TEXT BLOCK →
December 02, 2005

Moral Consensus?

George Carlin was on HBO last night. He was doing what he does best; making pithy but sardonic comments about various institutions. Pro-lifers were on his radar screen. He observed that since most fertilized eggs are washed away in a woman’s menses that women should, by the logic of the pro-life movement, be locked up as serial killers.

Reductio ad Absurdum

Apagogic argument makes for good comedy. It is part of political discourse, sadly passing for reason more often than is comfortable or good for the health of the American Republic. It does not make for good theology. Carlin’s rant eventually leads to a ridicule of religion. Now let me completely honest. I no longer consider myself to be a part of the Church. Nevertheless, though I have separated myself from the Church, I have respect for Christian theology. The question that Carlin, and many secular critics of the church miss, is this: what is the will of God?

Accept for a moment – just for the sake of honest argument – the premise that all life originates in God and that the continual expression of human life is the will of God. Moreover, each life is of inestimable value to this God. The conclusion to any argument that begins with this premise is that all life is valued and that all life is born of the will of God. This belief impacts suggests that the worth of life supersedes the will to abort an unborn life. If all life is born of the will of God, it is an untenable choice to terminate willingly a human life, whether by warfare, the death penalty, privation, or abortion. The will of God is pro-life, given the premise suggested above.

The difficulty, as I see it, is that we do not live in a society that allows the premise that human life is of inestimable value. Removing the metaphysics from the discussion does not change the trajectory of the argument: if the preservation of human life is the highest good then warfare, capitalism, abortion, inequitable distribution of wealth must be considered inconsistent with that position. This works well in an argument that presupposes an ethical absolute. However, how do we negotiate a middle case? Consider the debate surrounding stem cells.

In Life It Is Rare to Encounter Two Equally Valid Viewpoints

I make no claims to grasp the arcane scientific details of research into therapies that require the use of stem cells. I will assume that there is a reasonable likelihood that this research may yield a therapy to address certain diseases and thus preserve human life. The difficulty is that stem cells must be harvested from fetuses. Some life lives, other lives are terminated. Who decides the value of each? Competing expressions of the good raise difficult questions that absolute dicta cannot adequately address.

I think that the solution to this problem is to consider that there are no absolute expressions of truth. All expressions of truth fall short of that which they seek to express. As such, they must be parsed to find how competing values born of the same concern for human life can be weighed. I am not always convinced that the mother’s life is the ultimate value in consideration of whether an abortion should be performed. I am equally not convinced that every life should be given the same weight. I do know that a rule of proximity is a slippery slope.

WHAT TO DO →
A. According to the essay on moral consensus, where must stem cells be harvested from?
B. Explain why, according to the essay on moral consensus, Carlin said women should be locked up as serial killers.
The records have no connection to the essay on moral consensus.

RECORD SET →
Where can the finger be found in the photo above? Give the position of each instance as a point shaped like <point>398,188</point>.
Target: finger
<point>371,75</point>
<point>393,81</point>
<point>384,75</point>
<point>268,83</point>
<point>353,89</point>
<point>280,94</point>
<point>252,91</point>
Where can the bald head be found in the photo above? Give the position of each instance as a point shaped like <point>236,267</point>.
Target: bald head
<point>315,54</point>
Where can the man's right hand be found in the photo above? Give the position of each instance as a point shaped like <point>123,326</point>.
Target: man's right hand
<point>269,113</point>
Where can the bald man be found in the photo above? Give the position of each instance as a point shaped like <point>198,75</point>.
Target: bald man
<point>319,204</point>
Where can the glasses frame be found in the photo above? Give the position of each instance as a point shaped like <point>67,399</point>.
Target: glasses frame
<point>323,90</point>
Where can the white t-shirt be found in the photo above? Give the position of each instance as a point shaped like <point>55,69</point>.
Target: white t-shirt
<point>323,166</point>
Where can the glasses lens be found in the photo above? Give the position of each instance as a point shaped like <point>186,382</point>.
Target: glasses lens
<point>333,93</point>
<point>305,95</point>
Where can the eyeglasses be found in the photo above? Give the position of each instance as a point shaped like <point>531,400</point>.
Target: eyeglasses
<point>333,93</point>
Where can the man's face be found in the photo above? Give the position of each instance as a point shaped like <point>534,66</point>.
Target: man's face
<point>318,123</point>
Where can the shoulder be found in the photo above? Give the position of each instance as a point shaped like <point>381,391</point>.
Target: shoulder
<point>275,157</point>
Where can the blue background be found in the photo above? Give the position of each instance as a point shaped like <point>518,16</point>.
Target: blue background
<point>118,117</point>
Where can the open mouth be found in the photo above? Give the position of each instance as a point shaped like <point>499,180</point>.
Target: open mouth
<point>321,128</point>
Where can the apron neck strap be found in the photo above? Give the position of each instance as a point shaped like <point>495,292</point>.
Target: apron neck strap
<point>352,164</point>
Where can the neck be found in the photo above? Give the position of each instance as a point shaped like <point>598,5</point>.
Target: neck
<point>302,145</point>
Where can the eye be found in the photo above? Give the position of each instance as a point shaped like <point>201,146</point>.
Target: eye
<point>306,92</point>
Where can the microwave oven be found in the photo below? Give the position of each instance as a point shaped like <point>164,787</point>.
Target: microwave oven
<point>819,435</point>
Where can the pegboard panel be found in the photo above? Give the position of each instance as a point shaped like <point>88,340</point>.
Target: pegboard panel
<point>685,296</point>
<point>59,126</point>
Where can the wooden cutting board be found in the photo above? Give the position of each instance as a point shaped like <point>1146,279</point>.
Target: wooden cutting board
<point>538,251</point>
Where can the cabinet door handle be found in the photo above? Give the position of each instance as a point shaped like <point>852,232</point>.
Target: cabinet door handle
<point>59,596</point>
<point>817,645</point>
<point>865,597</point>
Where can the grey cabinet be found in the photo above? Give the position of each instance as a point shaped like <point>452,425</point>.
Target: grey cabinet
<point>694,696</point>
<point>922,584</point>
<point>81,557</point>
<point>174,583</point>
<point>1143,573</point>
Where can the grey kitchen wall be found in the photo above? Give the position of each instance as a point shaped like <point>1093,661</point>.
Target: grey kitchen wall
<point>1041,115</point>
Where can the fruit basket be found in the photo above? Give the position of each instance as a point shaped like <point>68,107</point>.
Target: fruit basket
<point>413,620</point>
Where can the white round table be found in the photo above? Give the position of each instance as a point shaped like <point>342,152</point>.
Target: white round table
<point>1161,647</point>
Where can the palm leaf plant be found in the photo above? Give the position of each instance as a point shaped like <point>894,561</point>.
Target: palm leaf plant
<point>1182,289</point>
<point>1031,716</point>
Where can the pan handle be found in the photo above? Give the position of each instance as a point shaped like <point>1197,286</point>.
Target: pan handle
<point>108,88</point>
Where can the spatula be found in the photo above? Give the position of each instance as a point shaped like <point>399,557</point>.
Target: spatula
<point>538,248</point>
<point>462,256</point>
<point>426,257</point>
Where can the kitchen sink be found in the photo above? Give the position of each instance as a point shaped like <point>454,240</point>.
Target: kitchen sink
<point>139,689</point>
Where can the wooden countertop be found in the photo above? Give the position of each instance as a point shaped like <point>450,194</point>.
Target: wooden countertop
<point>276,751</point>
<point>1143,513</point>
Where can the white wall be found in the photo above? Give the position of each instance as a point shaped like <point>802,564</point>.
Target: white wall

SOLUTION SET →
A. Stem cells must be harvested from fetuses.

B. Carlin observed that most fertilized eggs are washed away in a woman's menses. By the logic of the pro-life movement, that would make women serial killers who should be locked up.